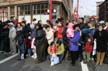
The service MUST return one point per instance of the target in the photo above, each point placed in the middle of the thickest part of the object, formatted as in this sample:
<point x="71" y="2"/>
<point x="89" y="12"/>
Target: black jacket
<point x="101" y="39"/>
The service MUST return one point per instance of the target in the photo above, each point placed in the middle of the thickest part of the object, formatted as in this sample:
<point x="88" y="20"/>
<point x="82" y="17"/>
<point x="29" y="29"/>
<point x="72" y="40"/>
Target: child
<point x="52" y="51"/>
<point x="87" y="50"/>
<point x="70" y="30"/>
<point x="34" y="56"/>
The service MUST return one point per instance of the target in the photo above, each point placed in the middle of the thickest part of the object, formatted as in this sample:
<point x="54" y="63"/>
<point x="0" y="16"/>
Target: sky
<point x="87" y="7"/>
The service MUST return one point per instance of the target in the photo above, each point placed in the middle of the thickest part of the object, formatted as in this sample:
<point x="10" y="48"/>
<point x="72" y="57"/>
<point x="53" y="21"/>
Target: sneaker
<point x="22" y="56"/>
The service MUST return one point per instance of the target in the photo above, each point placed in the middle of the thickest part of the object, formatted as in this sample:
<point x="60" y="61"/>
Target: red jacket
<point x="53" y="49"/>
<point x="59" y="32"/>
<point x="28" y="42"/>
<point x="88" y="47"/>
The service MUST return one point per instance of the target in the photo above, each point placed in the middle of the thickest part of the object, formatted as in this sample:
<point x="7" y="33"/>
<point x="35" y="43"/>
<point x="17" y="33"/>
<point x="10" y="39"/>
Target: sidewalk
<point x="4" y="55"/>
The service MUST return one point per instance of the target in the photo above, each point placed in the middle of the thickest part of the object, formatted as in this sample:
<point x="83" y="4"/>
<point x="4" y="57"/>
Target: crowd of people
<point x="72" y="41"/>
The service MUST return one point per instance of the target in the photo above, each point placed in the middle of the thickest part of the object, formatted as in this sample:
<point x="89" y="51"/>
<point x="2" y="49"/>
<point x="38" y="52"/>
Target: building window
<point x="39" y="8"/>
<point x="24" y="10"/>
<point x="3" y="13"/>
<point x="12" y="11"/>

**EXERCISE DIRECTIONS**.
Write out all of the records above. Keep them exact and leave out the pictures.

**TASK RESPONSE**.
The service MUST return one point per instance of the target in the photo above, each point placed in the middle of the thickest part of the object, formatted as in this sample:
<point x="71" y="2"/>
<point x="89" y="12"/>
Target: black jacket
<point x="101" y="39"/>
The service MUST return one point per instance of the target in the photo above, each point placed in the middle of the thickest part of the object, formatted as in this sample:
<point x="88" y="20"/>
<point x="82" y="17"/>
<point x="29" y="29"/>
<point x="72" y="40"/>
Target: child
<point x="52" y="51"/>
<point x="87" y="50"/>
<point x="70" y="30"/>
<point x="34" y="56"/>
The service MUST return one point per instance of the target in the photo above, each point placed in the middle of the thickest part of the object, formatted as in this sample:
<point x="54" y="63"/>
<point x="0" y="16"/>
Target: sky
<point x="87" y="7"/>
The service MUST return one point per instance of the target in the photo above, each point placed in the middle of the thickest part of the object, formatted as in this sample:
<point x="10" y="48"/>
<point x="72" y="57"/>
<point x="53" y="21"/>
Target: sneaker
<point x="22" y="56"/>
The service MUST return one point per instance of the target in the photo above, each point placed in the middle of the thickest part of the object, formatted as in this sample:
<point x="60" y="61"/>
Target: red jacket
<point x="53" y="49"/>
<point x="59" y="32"/>
<point x="28" y="42"/>
<point x="88" y="47"/>
The service MUST return one point per instance of the target in the photo above, each point placed in the middle of the thickest part of the object, formatted as in this sample:
<point x="7" y="33"/>
<point x="35" y="43"/>
<point x="17" y="33"/>
<point x="10" y="39"/>
Target: sidewalk
<point x="4" y="55"/>
The service MUST return one point per instance of the target in the photo above, each point placed in the middle of the thickest part of the object, formatted as in this sample:
<point x="83" y="4"/>
<point x="4" y="57"/>
Target: crowd of people
<point x="72" y="41"/>
The service MUST return one point per instance of the target in the photo above, each point placed in the middle of the thickest part of the object, formatted as in this sample:
<point x="89" y="51"/>
<point x="2" y="49"/>
<point x="38" y="52"/>
Target: building window
<point x="39" y="8"/>
<point x="24" y="10"/>
<point x="3" y="13"/>
<point x="12" y="11"/>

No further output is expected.